- _Work instructions_: Below are the entries; output exactly the lines from the one containing "box: [1636, 21, 1706, 1148]" through the final line, inclusive.

*** Opening Exercise data ***

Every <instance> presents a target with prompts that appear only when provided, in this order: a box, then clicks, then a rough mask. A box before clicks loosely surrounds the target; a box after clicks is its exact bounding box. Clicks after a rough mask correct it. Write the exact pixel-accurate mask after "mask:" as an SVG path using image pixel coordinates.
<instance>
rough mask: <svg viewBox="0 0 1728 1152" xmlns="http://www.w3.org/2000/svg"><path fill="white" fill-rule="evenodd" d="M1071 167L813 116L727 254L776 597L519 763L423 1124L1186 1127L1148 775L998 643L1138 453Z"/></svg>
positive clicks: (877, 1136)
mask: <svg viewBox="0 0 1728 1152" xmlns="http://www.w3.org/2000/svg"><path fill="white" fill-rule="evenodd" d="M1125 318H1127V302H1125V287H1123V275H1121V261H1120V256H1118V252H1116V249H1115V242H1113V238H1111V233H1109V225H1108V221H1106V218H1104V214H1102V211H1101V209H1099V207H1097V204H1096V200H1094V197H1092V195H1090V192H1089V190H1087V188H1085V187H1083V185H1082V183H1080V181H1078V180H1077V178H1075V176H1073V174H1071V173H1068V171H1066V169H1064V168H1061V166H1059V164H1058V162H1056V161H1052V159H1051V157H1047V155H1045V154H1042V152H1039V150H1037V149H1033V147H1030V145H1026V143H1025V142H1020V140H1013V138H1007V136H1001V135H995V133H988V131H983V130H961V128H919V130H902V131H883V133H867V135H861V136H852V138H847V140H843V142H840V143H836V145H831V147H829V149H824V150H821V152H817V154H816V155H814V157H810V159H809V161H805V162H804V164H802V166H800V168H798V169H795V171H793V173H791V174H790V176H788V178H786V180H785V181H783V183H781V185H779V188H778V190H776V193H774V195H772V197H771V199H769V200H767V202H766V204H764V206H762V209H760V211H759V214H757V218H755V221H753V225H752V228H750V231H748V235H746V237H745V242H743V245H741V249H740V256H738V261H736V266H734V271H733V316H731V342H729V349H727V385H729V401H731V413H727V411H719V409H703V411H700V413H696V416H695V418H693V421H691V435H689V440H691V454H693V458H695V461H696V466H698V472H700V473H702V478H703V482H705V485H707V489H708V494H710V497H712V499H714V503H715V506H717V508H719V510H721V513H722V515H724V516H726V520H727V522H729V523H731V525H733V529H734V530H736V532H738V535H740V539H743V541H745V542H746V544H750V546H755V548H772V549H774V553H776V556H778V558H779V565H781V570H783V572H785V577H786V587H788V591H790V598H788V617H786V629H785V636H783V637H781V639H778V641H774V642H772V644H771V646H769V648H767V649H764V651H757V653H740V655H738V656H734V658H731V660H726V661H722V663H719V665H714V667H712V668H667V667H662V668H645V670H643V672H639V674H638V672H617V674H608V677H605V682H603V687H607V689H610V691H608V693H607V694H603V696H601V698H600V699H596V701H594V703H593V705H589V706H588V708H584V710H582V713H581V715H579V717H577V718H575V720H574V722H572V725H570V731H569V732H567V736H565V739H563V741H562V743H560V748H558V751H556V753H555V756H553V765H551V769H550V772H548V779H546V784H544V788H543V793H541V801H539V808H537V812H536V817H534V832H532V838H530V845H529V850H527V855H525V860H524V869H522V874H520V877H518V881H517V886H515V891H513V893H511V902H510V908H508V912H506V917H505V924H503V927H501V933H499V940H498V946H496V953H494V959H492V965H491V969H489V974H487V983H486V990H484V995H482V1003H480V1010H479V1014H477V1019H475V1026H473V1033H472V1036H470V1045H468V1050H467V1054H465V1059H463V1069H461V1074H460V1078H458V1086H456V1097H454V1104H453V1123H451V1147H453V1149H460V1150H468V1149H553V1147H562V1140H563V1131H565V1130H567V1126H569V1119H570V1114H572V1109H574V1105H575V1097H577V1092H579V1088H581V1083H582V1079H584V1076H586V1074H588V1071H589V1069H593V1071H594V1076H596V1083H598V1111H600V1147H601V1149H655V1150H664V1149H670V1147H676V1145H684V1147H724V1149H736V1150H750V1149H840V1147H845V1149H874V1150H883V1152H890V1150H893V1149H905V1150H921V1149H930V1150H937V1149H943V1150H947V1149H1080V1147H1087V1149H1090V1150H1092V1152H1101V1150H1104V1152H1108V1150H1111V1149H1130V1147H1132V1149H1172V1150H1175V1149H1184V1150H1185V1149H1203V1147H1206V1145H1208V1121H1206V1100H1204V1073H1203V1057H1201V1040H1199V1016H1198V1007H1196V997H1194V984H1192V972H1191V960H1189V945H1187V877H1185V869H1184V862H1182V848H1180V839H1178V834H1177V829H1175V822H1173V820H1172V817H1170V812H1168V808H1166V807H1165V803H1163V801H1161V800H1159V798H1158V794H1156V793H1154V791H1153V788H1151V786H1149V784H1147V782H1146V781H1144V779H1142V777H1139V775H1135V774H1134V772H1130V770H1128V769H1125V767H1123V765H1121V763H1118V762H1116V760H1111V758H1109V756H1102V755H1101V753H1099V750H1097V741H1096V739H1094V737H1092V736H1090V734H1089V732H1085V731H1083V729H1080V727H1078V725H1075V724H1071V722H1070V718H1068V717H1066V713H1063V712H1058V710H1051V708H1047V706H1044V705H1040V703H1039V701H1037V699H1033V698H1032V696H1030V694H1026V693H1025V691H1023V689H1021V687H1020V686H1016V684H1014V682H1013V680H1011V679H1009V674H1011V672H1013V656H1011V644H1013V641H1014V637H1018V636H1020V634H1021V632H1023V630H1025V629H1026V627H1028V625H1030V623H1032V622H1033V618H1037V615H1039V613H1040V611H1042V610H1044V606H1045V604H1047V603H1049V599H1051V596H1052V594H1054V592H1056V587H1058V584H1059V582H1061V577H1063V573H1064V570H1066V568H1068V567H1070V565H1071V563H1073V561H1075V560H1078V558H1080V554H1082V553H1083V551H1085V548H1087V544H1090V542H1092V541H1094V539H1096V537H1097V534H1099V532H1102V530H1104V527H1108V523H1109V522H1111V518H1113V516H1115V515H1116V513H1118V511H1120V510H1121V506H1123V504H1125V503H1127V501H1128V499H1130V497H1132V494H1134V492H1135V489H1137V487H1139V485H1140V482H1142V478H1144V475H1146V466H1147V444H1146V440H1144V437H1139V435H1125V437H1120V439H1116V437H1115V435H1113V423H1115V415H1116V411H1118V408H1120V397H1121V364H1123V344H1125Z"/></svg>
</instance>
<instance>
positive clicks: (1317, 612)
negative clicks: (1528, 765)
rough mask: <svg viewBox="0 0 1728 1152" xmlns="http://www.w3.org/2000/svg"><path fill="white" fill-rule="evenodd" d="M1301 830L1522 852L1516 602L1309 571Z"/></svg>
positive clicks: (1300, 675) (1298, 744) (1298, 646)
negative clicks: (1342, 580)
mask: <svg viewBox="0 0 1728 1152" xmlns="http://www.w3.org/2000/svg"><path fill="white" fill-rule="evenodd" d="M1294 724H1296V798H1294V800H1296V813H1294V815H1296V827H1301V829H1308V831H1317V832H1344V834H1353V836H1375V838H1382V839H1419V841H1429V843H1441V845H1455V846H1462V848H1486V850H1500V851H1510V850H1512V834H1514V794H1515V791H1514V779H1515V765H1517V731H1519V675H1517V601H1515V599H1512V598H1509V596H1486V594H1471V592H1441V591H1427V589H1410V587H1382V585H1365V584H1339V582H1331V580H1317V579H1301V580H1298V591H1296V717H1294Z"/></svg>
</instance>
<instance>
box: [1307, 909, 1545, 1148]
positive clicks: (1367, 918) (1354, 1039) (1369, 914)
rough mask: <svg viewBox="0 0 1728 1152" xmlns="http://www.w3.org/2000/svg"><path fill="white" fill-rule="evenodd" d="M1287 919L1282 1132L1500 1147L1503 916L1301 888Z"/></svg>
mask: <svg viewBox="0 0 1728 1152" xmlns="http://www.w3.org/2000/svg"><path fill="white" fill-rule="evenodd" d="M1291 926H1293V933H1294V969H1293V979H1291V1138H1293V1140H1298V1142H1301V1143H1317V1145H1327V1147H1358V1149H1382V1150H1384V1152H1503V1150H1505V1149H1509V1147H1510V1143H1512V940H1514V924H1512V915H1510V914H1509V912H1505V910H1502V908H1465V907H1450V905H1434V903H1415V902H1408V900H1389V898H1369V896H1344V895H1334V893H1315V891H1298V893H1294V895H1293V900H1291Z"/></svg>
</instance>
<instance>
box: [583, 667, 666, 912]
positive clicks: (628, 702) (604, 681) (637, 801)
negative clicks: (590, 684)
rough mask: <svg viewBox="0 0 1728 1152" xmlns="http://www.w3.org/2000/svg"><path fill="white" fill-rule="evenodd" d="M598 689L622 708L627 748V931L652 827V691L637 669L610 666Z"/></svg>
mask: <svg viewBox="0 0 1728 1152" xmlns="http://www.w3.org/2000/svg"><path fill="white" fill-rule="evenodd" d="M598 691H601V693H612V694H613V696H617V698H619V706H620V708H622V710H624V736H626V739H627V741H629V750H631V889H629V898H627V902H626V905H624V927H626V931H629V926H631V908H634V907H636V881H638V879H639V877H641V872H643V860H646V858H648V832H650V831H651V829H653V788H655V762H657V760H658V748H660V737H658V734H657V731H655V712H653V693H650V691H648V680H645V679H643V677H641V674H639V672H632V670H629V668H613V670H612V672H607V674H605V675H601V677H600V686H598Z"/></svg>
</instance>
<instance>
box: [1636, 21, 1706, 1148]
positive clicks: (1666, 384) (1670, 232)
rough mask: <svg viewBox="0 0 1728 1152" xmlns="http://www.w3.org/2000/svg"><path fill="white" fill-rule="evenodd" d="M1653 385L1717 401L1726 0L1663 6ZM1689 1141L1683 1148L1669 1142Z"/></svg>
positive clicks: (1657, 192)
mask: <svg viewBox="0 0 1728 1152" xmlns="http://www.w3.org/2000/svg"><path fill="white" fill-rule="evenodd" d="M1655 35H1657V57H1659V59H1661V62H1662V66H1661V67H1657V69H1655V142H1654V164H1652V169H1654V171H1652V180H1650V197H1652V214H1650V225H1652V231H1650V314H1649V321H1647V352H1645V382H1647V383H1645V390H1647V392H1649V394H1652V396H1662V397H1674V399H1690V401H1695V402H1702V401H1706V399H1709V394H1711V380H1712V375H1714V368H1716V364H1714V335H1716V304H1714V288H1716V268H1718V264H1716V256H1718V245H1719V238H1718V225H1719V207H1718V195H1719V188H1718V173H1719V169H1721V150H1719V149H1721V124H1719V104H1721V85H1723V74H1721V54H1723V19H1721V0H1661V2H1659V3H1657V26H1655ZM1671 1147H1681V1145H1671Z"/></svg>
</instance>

*** Closing Exercise data ***

- _Solution to this task_:
box: [1636, 21, 1706, 1148]
positive clicks: (1666, 384) (1670, 232)
rough mask: <svg viewBox="0 0 1728 1152" xmlns="http://www.w3.org/2000/svg"><path fill="white" fill-rule="evenodd" d="M1653 385L1717 401L1726 0L1663 6ZM1689 1141L1683 1148L1669 1142Z"/></svg>
positive clicks: (1657, 192)
mask: <svg viewBox="0 0 1728 1152" xmlns="http://www.w3.org/2000/svg"><path fill="white" fill-rule="evenodd" d="M1655 35H1657V57H1659V59H1661V62H1662V66H1661V67H1657V69H1655V142H1654V164H1652V169H1654V171H1652V180H1650V197H1652V214H1650V225H1652V231H1650V314H1649V321H1647V352H1645V382H1647V383H1645V390H1647V392H1649V394H1652V396H1662V397H1674V399H1690V401H1695V402H1702V401H1706V399H1709V394H1711V380H1712V375H1714V368H1716V364H1714V335H1716V304H1714V288H1716V268H1718V264H1716V256H1718V245H1719V238H1718V225H1719V207H1718V195H1719V188H1718V173H1719V169H1721V150H1719V149H1721V124H1719V104H1721V85H1723V74H1721V54H1723V19H1721V0H1661V2H1659V3H1657V26H1655ZM1671 1147H1681V1145H1671Z"/></svg>
</instance>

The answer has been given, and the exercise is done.